Quote each record exactly, please, leaving none out.

**SUPPLIED INFORMATION:**
- - -
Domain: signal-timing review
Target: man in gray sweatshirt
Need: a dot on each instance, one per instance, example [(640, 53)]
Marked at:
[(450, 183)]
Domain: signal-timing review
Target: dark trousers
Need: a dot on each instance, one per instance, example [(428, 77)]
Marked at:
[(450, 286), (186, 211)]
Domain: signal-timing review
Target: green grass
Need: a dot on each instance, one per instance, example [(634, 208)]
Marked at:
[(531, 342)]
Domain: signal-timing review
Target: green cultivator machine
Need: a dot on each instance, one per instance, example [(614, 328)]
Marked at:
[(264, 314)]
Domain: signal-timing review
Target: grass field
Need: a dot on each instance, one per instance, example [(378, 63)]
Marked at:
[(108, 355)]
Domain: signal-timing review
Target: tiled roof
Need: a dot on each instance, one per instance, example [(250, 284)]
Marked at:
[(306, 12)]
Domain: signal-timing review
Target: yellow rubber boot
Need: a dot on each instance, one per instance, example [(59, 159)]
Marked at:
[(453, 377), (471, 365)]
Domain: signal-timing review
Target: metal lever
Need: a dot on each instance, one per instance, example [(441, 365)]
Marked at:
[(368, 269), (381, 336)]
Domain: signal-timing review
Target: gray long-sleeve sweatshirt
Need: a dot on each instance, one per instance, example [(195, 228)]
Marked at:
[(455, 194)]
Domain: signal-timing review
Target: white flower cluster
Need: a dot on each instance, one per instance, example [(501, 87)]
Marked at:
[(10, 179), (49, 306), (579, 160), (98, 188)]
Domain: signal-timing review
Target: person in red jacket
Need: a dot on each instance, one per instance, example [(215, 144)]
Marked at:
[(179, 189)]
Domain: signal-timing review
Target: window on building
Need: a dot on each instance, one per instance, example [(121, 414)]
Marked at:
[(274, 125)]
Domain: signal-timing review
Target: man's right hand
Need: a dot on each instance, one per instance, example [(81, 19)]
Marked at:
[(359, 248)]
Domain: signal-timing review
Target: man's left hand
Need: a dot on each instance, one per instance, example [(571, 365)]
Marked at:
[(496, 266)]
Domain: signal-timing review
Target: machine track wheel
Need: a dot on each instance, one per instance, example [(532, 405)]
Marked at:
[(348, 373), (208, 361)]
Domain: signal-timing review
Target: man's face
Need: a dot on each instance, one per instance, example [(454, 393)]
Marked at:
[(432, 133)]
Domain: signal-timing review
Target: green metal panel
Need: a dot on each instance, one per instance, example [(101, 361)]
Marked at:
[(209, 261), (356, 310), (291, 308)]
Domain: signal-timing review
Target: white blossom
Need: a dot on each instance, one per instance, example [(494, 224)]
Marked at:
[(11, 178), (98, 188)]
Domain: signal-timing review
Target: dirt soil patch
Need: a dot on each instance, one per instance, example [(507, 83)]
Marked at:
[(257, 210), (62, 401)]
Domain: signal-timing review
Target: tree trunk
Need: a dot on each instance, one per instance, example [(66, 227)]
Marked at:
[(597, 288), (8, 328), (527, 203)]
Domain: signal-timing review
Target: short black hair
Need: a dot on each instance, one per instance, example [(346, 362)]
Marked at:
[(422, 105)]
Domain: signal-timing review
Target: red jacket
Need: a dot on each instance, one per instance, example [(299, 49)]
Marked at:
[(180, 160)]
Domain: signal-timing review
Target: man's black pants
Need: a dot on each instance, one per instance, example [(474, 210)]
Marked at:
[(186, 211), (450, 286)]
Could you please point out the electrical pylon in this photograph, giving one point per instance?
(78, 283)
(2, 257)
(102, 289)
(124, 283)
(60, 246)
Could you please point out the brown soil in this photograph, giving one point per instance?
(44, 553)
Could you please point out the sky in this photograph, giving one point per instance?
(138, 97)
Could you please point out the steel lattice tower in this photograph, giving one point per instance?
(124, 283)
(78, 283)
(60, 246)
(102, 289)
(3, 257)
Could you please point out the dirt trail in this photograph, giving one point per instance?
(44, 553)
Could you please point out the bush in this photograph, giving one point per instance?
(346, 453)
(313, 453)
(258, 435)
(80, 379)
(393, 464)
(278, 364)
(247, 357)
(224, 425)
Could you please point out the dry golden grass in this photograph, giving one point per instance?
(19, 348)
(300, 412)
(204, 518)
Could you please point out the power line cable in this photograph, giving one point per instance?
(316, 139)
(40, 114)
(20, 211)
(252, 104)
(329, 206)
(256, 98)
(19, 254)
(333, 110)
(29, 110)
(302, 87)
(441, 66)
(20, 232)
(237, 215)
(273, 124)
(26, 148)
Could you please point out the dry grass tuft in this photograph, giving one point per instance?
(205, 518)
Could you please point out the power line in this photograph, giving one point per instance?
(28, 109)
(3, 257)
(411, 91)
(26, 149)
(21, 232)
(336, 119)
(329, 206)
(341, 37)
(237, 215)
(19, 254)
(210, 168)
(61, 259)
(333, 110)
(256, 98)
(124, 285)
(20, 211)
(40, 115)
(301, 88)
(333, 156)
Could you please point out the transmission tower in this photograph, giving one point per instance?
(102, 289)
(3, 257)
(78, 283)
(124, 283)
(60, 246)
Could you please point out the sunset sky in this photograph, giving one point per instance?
- - -
**THE OUTPUT:**
Domain: signal-timing review
Target: man in gray sweatshirt
Need: a dot on each instance, one per instance, example [(640, 53)]
Marked at:
[(450, 183)]
Domain: signal-timing review
Target: dark trousers
Need: a dot on each instance, one per instance, example [(428, 77)]
Marked at:
[(450, 286), (186, 211)]
Domain: signal-timing review
Target: green grass
Need: a dot on each instance, one per instance, example [(634, 208)]
Marked at:
[(531, 342)]
Domain: signal-timing review
Target: green cultivator machine
Need: a dot on each instance, one per instance, example [(614, 328)]
Marked at:
[(264, 314)]
Domain: signal-timing review
Target: grass field
Need: a dot on each instance, one per instance, example [(378, 63)]
Marked at:
[(108, 355)]
Domain: signal-timing review
Target: tiled roof
Need: a dot on each instance, one per instance, example [(250, 284)]
Marked at:
[(306, 12)]
Domain: signal-timing review
Target: yellow rubber boot
Need: a dot on each instance, one per instance, example [(59, 159)]
Marked at:
[(453, 377), (471, 365)]
Domain: signal-timing review
Target: metal lever
Need: a dot on each instance, one per instance, example [(441, 365)]
Marked at:
[(368, 269), (381, 336)]
Domain: signal-timing review
Target: gray long-sleeve sweatshirt
Need: a dot on each instance, one per instance, example [(195, 228)]
Marked at:
[(455, 194)]
Domain: signal-timing review
Target: white flower cluster
Need: a dot on each instance, one per instance, example [(501, 87)]
Marked at:
[(10, 179), (49, 306), (579, 160), (98, 188)]
Domain: signal-timing review
Target: person in red jacket
Need: a dot on each instance, one per instance, example [(215, 144)]
Marked at:
[(179, 189)]
Domain: signal-timing review
Target: window on building
Need: a dot on each instance, one per instance, example [(121, 414)]
Marked at:
[(274, 125)]
Domain: signal-timing review
Target: man's right hand
Need: a dot on each instance, one per instance, example [(81, 19)]
Marked at:
[(359, 248)]
Domain: signal-timing review
Target: man's left hand
Need: a dot on each instance, one per instance, example [(571, 365)]
Marked at:
[(496, 266)]
Domain: signal-timing review
Target: machine track wheel
Need: a dot on each instance, one per instance, example [(532, 405)]
Marked at:
[(348, 373), (208, 361)]
Domain: signal-timing review
Target: man's face
Need: a dot on each instance, one per instance, example [(454, 393)]
Marked at:
[(432, 133)]
Domain: signal-timing review
Target: green metal panel
Need: a dot on each instance, one per instance, example [(101, 361)]
Marked at:
[(209, 261), (356, 310), (291, 308)]
Domain: signal-timing review
Target: white blossom
Need: a dot on each instance, one per instance, example [(494, 224)]
Marked at:
[(11, 178), (98, 188)]
Domain: signal-timing review
Target: dirt soil patch
Need: a dot on each instance, one per instance, example [(507, 83)]
Marked at:
[(257, 210), (62, 401)]
Domain: signal-timing review
Target: tree trunk
Need: a dot on each instance, one per instance, example [(66, 227)]
Marked at:
[(597, 288), (8, 328), (527, 203)]
Domain: signal-timing review
Target: short black hair
Need: a dot on each instance, one per instance, example [(346, 362)]
Marked at:
[(422, 105)]
Domain: signal-timing review
Target: red jacket
Need: a dot on each instance, one per instance, example [(299, 49)]
Marked at:
[(180, 160)]
Domain: signal-timing review
Target: man's black pants
Need: a dot on each instance, one per instance, example [(474, 210)]
Marked at:
[(186, 211), (450, 286)]
Could you please point out the electrical pylon in this photograph, giving one point per instance?
(78, 283)
(2, 257)
(102, 289)
(124, 283)
(60, 246)
Could you please point out the brown soil in this photograph, giving one point per instance?
(44, 553)
Could you please point out the sky in this photograph, giving one point per instance?
(138, 97)
Could you please point out the steel lattice tower in this photograph, giving one point per instance?
(124, 283)
(78, 283)
(60, 246)
(102, 289)
(3, 257)
Could you please point out the dirt trail in this photograph, giving one point per instance?
(44, 553)
Could you please point out the bush in this photograph, giving one point per instance?
(346, 453)
(313, 453)
(258, 435)
(80, 379)
(393, 464)
(278, 364)
(247, 357)
(224, 425)
Could you please point out the dry golden grass in this photograph, giving one point per instance?
(19, 348)
(300, 412)
(204, 518)
Could you please point out the power line cable in this photograph, giving one point per instance?
(316, 139)
(40, 114)
(20, 211)
(252, 104)
(329, 206)
(256, 98)
(19, 254)
(333, 110)
(29, 110)
(302, 87)
(441, 66)
(20, 232)
(237, 215)
(273, 124)
(26, 148)
Could you please point out the dry grass tuft in this photograph, giving one point per instance?
(205, 518)
Could you please point out the power line in this photograph, giving one point per instance?
(28, 109)
(3, 257)
(411, 91)
(26, 149)
(21, 232)
(336, 119)
(329, 206)
(341, 37)
(237, 215)
(19, 254)
(210, 168)
(61, 259)
(333, 110)
(256, 98)
(124, 285)
(20, 211)
(40, 115)
(301, 88)
(333, 156)
Could you please point out the transmission tower in this photograph, giving one point per instance?
(102, 289)
(3, 257)
(78, 283)
(124, 283)
(60, 246)
Could you please point out the sunset sky in this photograph, giving one point per instance?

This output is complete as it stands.